- _CHECK YOUR UNDERSTANDING_
• a. From the ovarian cancer text, extract the passage starting with "The surgery to" and going on through "of ovarian cancer.".
• b. According to the ovarian cancer text, why does removing the fallopian tubes reduce the risk of ovarian cancer? Answer in one to three sentences.

- _READING TEXT_

As part of the initiative, OCRA began a pilot program on Feb. 1 that provides qualified individuals at increased risk with free, at-home genetic testing.
Symptoms of ovarian cancer
Ovarian cancer often develops without signs or symptoms to alert its host. By the time a woman experiences ovarian cancer symptoms, unfortunately, the cancer likely has progressed to a deadly stage.
Signs you should see a doctor as soon as possible include the following:
- Abnormal vaginal bleeding, particularly among menopausal women
- Pain or pressure in the pelvic area
- Abdominal or back pain
- Feeling full or difficulty eating
- Changes in bathroom habits, including constipation or frequent urination
Surgery to remove your fallopian tubes
Women who are past childbearing age or have decided to not have children may want to consider fallopian tube removal as a means to prevent ovarian cancer, experts advise.
The surgery to remove fallopian tubes, known as an opportunistic salpingectomy, is suggested for women already undergoing pelvic surgery for a hysterectomy, tubal ligation, cyst or endometriosis, according to the OCRA statement. A salpingectomy to remove the fallopian tubes leaves the ovaries intact, possibly decreasing the chances of surgical menopause.
"As the fallopian tube is the origin of most high-grade serous cancers, fallopian tube removal has been shown to dramatically reduce risk for a later ovarian cancer diagnosis," the OCRA statement read.
The nonprofit group's advice was based on the findings of the clinical trial of 202,562 women recruited between 2001 and 2005. They were ages 50 to 74, living in Northern Ireland, Wales and England, and had no previous or family history of ovarian cancer.

(Dataset entries)
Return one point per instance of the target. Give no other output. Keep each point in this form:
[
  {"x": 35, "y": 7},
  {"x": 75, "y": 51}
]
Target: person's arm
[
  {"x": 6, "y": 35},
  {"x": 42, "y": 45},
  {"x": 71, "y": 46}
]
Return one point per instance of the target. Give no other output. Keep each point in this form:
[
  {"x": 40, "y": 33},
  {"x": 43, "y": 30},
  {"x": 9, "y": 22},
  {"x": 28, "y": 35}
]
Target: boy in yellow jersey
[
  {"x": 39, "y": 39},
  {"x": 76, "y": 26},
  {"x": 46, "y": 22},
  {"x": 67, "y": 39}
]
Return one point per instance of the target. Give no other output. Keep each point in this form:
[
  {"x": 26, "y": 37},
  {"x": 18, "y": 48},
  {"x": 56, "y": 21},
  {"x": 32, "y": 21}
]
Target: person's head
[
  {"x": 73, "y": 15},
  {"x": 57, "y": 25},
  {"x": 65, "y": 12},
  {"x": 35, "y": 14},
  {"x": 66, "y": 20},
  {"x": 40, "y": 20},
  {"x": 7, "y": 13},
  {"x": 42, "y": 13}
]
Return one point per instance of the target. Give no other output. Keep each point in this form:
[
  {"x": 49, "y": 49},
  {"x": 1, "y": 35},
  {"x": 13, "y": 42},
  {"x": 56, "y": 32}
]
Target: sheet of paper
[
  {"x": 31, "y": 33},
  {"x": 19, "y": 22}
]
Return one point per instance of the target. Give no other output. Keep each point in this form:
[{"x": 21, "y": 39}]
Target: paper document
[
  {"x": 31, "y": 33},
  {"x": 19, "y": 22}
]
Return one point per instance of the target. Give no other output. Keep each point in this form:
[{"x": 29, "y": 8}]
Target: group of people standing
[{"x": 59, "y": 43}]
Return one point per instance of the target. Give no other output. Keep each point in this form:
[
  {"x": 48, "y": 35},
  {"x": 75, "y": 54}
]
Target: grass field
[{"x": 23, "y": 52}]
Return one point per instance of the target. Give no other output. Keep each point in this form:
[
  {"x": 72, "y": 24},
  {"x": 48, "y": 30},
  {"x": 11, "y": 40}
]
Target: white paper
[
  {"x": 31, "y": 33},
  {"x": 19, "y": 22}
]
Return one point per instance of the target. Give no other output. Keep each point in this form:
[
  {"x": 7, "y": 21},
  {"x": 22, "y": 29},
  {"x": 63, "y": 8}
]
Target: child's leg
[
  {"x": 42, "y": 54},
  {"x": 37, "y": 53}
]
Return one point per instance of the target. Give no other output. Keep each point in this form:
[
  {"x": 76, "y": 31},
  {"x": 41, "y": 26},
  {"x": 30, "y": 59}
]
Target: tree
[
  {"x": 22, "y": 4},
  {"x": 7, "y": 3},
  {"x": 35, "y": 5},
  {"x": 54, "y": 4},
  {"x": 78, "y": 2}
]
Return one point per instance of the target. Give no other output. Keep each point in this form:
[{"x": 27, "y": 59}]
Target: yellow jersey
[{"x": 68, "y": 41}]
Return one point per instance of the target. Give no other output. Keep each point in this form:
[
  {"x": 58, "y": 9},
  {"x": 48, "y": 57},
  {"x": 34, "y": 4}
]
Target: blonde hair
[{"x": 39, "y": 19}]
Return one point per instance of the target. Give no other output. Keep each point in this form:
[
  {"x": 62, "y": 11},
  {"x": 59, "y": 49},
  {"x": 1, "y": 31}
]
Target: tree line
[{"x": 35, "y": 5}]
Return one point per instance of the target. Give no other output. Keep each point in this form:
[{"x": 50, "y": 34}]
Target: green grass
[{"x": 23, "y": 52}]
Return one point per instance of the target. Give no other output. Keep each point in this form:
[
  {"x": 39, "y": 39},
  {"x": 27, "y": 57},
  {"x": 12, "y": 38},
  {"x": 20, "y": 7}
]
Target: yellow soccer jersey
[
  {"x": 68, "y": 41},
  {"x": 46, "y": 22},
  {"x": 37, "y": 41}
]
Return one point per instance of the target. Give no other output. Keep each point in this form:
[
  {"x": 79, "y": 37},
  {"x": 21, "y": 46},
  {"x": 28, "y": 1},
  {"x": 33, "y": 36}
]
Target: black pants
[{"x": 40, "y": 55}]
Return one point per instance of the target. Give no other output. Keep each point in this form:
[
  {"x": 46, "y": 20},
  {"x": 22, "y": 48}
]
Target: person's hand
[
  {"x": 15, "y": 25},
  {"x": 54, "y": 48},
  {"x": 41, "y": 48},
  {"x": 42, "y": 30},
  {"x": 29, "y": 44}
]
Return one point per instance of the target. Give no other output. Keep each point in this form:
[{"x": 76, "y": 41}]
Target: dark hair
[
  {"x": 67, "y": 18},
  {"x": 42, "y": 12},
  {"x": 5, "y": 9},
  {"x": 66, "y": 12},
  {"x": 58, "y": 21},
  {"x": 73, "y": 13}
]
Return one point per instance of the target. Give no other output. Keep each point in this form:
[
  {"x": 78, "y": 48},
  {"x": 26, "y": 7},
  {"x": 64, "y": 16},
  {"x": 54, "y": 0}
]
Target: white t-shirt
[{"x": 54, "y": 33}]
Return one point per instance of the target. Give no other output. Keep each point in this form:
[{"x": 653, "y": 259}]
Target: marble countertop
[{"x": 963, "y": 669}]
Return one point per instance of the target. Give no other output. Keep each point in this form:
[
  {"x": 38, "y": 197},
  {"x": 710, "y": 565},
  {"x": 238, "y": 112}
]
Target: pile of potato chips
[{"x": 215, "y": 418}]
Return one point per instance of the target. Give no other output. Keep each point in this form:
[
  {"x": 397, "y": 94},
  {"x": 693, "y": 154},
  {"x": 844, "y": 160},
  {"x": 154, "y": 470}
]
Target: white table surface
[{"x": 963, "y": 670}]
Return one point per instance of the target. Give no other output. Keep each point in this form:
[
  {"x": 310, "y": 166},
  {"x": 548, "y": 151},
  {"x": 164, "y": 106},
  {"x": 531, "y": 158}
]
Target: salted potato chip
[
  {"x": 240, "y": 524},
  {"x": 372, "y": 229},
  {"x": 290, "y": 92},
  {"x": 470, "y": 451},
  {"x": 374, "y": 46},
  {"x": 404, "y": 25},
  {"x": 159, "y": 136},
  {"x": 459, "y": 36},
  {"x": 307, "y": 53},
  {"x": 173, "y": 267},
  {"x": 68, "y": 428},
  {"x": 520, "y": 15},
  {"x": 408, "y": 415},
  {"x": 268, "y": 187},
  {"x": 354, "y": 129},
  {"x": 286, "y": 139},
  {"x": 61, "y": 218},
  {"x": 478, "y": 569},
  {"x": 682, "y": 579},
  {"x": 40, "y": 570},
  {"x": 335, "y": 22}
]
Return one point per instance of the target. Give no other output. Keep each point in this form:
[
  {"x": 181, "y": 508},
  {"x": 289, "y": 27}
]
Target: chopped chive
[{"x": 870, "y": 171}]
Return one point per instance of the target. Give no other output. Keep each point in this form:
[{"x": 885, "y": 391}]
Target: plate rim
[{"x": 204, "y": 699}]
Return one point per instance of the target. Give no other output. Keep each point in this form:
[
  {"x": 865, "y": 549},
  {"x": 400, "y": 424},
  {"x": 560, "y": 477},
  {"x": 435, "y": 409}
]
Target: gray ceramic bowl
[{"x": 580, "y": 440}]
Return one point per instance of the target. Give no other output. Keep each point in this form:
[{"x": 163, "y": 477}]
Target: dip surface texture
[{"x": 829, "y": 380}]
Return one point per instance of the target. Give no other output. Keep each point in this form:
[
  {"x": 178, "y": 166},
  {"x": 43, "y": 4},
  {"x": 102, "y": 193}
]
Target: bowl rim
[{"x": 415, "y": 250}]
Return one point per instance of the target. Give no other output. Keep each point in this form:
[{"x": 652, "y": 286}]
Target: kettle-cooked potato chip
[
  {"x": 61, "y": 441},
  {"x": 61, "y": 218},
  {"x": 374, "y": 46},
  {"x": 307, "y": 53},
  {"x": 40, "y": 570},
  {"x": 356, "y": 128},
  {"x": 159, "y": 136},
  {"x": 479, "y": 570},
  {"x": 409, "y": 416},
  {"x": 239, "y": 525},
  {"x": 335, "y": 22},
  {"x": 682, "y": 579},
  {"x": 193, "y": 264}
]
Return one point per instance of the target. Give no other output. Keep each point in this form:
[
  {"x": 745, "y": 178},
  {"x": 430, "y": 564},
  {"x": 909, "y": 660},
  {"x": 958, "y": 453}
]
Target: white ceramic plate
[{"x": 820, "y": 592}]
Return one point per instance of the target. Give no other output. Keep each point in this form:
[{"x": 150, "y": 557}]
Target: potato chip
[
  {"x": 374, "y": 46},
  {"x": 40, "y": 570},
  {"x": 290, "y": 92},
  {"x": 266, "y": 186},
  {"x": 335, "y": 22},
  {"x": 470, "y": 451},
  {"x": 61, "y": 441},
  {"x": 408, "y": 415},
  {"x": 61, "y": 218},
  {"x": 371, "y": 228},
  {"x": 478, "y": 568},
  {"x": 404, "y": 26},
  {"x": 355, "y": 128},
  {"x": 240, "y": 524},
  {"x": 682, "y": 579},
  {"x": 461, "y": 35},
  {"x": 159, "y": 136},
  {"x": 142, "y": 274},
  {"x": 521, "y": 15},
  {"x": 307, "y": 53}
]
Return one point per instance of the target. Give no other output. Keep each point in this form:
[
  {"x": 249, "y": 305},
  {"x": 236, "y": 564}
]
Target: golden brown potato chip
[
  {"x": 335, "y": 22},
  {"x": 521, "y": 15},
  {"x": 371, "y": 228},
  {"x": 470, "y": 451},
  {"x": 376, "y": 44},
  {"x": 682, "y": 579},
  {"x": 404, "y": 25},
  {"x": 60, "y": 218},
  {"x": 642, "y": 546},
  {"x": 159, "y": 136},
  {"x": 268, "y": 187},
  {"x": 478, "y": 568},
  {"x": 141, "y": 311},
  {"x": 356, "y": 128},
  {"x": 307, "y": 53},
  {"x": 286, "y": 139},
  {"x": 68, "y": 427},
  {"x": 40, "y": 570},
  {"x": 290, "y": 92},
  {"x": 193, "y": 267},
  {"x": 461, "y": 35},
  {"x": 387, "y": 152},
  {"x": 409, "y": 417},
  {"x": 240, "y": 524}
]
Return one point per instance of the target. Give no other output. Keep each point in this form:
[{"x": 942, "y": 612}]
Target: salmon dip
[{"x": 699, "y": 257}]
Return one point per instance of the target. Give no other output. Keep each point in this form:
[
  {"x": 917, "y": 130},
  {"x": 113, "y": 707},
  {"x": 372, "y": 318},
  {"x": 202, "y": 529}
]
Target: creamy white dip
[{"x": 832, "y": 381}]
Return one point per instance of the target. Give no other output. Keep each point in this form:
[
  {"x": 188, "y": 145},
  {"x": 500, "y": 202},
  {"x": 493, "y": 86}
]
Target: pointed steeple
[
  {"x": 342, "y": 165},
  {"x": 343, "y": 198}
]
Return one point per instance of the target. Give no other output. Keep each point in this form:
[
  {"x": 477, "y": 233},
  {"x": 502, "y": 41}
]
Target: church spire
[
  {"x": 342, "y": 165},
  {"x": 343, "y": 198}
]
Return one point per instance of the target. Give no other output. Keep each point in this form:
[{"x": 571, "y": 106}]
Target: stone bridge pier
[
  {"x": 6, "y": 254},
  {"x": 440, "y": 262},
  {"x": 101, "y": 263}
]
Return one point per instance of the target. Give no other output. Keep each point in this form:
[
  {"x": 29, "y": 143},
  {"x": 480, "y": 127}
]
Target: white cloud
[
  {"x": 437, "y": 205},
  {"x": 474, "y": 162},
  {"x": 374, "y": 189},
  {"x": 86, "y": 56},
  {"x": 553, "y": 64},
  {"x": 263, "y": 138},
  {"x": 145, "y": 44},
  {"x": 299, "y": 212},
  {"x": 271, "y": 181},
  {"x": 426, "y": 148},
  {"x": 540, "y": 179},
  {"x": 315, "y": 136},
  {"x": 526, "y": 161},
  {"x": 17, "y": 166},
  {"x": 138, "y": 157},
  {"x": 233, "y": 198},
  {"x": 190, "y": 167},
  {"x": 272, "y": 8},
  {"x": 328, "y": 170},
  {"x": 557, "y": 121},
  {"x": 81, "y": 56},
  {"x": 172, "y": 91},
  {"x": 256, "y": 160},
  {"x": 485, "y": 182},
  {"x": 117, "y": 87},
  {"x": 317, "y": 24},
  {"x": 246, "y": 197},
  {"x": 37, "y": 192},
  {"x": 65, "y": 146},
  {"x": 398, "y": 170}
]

- _SOLUTION LIST_
• a.
The surgery to remove fallopian tubes, known as an opportunistic salpingectomy, is suggested for women already undergoing pelvic surgery for a hysterectomy, tubal ligation, cyst or endometriosis, according to the OCRA statement. A salpingectomy to remove the fallopian tubes leaves the ovaries intact, possibly decreasing the chances of surgical menopause.
"As the fallopian tube is the origin of most high-grade serous cancers, fallopian tube removal has been shown to dramatically reduce risk for a later ovarian cancer diagnosis," the OCRA statement read.
The nonprofit group's advice was based on the findings of the clinical trial of 202,562 women recruited between 2001 and 2005. They were ages 50 to 74, living in Northern Ireland, Wales and England, and had no previous or family history of ovarian cancer.

• b. The OCRA statement says that the fallopian tube is where most high-grade serous cancers originate. Removing the tubes has therefore been shown to dramatically reduce the risk of a later ovarian cancer diagnosis.